→ **WHAT IS REQUIRED**
Format everything from the start of the entries below down to the line containing "box: [0, 845, 2000, 1210]" as a numbered list, leaving out blank lines.

*** Opening of DATA FOR THIS TASK ***

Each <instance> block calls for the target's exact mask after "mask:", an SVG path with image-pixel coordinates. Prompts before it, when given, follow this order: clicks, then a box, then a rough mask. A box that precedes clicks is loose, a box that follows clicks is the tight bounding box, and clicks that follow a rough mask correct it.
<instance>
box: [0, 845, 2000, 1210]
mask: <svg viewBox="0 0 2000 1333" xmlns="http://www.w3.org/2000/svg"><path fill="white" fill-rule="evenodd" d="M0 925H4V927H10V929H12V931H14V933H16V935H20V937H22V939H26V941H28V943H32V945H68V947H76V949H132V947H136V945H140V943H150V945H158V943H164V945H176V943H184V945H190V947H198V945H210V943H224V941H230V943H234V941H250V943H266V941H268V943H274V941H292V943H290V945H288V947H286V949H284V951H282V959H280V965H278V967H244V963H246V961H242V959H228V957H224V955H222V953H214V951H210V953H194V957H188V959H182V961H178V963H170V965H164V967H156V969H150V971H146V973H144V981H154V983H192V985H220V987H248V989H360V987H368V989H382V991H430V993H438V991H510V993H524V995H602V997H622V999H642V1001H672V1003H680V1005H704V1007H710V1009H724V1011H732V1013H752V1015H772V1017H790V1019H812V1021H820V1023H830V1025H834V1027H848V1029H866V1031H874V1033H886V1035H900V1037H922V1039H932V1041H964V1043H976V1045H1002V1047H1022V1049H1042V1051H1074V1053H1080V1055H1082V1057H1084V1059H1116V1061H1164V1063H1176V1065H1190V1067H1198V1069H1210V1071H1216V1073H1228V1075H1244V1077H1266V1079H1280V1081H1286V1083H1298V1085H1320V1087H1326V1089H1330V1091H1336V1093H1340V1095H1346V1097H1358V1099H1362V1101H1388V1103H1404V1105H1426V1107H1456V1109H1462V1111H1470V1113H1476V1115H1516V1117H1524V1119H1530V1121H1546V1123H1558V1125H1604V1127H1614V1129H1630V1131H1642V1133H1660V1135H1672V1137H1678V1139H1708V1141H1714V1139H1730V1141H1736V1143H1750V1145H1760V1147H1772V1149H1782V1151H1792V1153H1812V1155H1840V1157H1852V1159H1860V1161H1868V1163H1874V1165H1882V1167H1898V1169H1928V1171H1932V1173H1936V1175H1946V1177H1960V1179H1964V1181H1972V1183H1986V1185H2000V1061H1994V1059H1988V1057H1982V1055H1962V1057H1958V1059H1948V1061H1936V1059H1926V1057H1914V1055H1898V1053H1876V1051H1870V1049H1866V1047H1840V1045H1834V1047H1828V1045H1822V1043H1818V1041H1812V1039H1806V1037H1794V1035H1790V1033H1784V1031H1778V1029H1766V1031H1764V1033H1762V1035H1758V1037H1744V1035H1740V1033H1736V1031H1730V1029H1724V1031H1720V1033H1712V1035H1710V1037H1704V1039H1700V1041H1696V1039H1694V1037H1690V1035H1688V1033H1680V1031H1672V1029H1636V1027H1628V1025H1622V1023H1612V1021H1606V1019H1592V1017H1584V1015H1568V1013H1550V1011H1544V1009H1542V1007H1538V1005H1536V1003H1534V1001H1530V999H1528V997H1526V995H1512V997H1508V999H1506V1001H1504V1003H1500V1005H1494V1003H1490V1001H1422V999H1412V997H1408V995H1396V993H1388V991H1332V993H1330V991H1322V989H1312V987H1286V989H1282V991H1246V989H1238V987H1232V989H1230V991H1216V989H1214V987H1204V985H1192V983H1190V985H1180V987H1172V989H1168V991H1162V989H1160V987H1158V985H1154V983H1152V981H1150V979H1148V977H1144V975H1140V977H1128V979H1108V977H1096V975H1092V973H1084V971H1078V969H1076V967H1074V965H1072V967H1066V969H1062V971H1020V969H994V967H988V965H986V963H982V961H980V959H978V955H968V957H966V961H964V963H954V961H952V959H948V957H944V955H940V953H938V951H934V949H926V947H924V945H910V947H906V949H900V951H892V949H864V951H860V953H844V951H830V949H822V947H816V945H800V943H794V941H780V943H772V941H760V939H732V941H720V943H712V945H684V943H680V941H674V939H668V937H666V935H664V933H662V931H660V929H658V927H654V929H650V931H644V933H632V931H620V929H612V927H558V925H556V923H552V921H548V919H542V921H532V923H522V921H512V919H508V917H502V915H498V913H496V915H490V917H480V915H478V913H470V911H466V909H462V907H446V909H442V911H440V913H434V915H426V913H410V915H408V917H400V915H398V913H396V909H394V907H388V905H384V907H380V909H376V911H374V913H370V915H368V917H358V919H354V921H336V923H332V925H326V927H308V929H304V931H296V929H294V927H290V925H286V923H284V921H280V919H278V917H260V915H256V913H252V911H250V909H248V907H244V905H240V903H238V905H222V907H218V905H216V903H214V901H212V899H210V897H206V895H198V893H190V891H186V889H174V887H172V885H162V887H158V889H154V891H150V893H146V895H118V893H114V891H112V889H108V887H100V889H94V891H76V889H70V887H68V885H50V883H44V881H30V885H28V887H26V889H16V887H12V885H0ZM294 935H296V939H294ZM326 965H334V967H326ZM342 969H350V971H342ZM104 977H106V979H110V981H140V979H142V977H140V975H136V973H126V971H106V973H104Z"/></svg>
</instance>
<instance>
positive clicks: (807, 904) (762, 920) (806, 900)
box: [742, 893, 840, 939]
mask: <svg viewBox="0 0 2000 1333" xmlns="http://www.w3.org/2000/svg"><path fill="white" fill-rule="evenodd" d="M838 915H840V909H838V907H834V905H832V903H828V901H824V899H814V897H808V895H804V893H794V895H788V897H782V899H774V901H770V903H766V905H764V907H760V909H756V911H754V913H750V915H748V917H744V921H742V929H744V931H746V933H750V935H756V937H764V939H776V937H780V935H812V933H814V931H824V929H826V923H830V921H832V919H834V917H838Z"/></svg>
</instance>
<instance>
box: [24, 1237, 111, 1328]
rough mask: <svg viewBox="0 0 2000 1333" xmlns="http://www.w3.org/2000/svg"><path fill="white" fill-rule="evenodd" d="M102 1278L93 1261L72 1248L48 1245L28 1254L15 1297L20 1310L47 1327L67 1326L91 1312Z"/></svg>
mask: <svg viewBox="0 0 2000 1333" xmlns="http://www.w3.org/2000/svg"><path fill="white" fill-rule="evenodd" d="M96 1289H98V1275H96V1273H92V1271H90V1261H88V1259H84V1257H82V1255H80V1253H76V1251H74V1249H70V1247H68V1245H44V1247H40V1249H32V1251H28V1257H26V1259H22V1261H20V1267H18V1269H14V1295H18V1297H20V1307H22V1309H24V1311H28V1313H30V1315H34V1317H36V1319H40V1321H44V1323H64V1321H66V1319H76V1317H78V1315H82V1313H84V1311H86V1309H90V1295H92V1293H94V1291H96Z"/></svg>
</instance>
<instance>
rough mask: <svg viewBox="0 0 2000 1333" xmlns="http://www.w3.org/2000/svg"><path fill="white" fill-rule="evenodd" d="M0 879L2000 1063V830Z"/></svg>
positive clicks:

*** Close of DATA FOR THIS TASK ***

→ **ANSWER TO THE EXERCISE**
1. Each <instance> block calls for the target's exact mask after "mask:", an SVG path with image-pixel coordinates. Prompts before it, when given, follow this order: clicks, then a box, then a rough mask. A box that precedes clicks is loose, a box that follows clicks is the tight bounding box, and clicks that follow a rough mask correct it.
2. <instance>
3. box: [0, 845, 2000, 1210]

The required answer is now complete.